WORKING DATA:
·····

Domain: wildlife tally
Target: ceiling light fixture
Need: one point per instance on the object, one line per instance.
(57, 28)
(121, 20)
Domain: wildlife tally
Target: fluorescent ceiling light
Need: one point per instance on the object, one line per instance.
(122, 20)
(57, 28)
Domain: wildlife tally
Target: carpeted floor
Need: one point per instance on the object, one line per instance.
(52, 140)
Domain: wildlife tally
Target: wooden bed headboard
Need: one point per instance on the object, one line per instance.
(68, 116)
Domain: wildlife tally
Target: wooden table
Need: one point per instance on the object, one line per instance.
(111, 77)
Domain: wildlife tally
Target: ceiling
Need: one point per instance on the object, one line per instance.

·····

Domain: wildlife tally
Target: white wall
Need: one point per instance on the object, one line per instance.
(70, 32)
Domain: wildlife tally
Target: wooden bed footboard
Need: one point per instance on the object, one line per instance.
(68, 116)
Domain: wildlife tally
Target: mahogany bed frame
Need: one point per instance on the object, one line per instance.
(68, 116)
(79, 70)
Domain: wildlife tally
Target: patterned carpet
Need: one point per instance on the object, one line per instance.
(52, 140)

·····

SHORT TASK:
How many lines in the entries above contain the string "wooden"? Case counts; reply with the number only.

TASK SOLUTION:
3